• **Brano proposto**
══════════════════════════════

Abbiamo osservato negli ultimi anni come la disintermediazione tra cittadini e istituzioni e autorità abbia portato al progressivo indebolimento dei corpi intermedi, e come questo abbia di fatto depotenziato quel fondamentale “ammortizzatore” che intercorre tra le decisioni di soggetti pubblici e privati che legittimamente, e il più delle volte in modo sensato e generativo, scelgono di investire in una particolare opera, e le comunità e le persone che da quell’opera saranno investite. La mancanza di quella frizione ha portato a conflitti spesso insanabili, come ad esempio quello contro la TAV, che non si è stati purtroppo capaci di prevenire e governare con successo.

Governare il conflitto, senza negarlo: questo è il mantra su cui autorità politiche, enti locali e soprattutto le aziende dovranno lavorare nei prossimi mesi. Per farlo c’è bisogno di tecniche e sensibilità particolari, come quelle che hanno permesso al Porto di Genova di chiudere nelle scorse settimane, a proposito della nuova Diga Foranea, il primo débat public all’italiana dopo che il Codice dei Contratti Pubblici ne aveva normato la natura, ispirata dalla tradizione francese del confronto con i territori nel momento in cui si progettano le opere pubbliche.

══════════════════════════════

• **Consegna 1**
Indica se ciascuna affermazione concorda con il brano proposto, rispondendo sì o no e citando le parole decisive del brano. (a) Il Porto di Genova ha chiuso il primo débat public all'italiana a proposito della nuova Diga Foranea. (b) Il conflitto contro la TAV è stato prevenuto e governato con successo. (c) Il débat public si ispira alla tradizione tedesca del confronto con i territori.
• **Consegna 2**
Ricopia dal brano proposto il passo che comincia con "Governare il conflitto, senza" e prosegue fino a "le opere pubbliche.".

══════════════════════════════

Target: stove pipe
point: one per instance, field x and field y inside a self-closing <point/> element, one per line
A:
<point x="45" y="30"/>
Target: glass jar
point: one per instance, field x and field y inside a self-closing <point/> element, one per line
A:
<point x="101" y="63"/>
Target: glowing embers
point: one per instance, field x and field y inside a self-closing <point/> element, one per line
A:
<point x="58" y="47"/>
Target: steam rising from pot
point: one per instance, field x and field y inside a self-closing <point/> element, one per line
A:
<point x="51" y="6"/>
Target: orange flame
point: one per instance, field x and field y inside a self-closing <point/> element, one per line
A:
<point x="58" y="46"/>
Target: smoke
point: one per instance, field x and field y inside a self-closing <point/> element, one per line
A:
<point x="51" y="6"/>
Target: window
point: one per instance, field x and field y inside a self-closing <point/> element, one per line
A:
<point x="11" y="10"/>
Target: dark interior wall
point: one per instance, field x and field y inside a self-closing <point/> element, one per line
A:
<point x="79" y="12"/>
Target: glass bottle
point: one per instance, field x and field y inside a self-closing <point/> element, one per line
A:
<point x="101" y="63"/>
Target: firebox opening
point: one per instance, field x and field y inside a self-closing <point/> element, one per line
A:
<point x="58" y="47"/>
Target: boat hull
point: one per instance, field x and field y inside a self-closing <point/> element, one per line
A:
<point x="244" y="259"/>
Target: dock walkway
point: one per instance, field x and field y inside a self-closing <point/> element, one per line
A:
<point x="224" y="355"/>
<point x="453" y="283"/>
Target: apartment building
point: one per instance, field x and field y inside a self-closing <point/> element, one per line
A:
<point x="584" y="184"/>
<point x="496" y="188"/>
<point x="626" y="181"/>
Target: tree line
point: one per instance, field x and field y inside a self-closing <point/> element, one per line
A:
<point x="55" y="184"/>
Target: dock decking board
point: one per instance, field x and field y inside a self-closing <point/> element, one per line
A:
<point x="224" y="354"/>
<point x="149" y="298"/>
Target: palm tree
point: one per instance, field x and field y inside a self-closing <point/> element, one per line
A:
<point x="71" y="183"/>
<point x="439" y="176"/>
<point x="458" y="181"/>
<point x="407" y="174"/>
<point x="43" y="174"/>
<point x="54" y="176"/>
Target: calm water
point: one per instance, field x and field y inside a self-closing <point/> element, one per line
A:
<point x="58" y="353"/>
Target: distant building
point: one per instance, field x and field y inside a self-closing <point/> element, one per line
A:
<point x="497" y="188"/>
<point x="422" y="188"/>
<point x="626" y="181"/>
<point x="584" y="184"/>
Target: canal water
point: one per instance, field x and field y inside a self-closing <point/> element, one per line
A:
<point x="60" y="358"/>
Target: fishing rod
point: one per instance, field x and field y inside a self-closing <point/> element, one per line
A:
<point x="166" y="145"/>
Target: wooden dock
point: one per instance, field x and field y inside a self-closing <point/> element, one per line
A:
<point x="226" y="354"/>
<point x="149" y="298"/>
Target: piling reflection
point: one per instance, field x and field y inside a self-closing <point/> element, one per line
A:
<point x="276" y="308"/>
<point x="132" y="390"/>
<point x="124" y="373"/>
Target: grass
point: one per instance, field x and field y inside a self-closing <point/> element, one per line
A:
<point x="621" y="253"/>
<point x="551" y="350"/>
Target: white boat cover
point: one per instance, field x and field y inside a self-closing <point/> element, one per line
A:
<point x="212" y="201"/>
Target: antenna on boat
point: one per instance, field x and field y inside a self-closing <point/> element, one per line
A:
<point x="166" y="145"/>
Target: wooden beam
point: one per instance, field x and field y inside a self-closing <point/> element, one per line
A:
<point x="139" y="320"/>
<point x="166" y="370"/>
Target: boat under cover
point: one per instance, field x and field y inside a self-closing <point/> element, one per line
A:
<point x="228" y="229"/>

══════════════════════════════

• **Spazio risposta 1**
(a) Sì: "hanno permesso al Porto di Genova di chiudere nelle scorse settimane, a proposito della nuova Diga Foranea, il primo débat public all’italiana".
(b) No: "che non si è stati purtroppo capaci di prevenire e governare con successo".
(c) No: "ispirata dalla tradizione francese del confronto con i territori".

• **Spazio risposta 2**
Governare il conflitto, senza negarlo: questo è il mantra su cui autorità politiche, enti locali e soprattutto le aziende dovranno lavorare nei prossimi mesi. Per farlo c’è bisogno di tecniche e sensibilità particolari, come quelle che hanno permesso al Porto di Genova di chiudere nelle scorse settimane, a proposito della nuova Diga Foranea, il primo débat public all’italiana dopo che il Codice dei Contratti Pubblici ne aveva normato la natura, ispirata dalla tradizione francese del confronto con i territori nel momento in cui si progettano le opere pubbliche.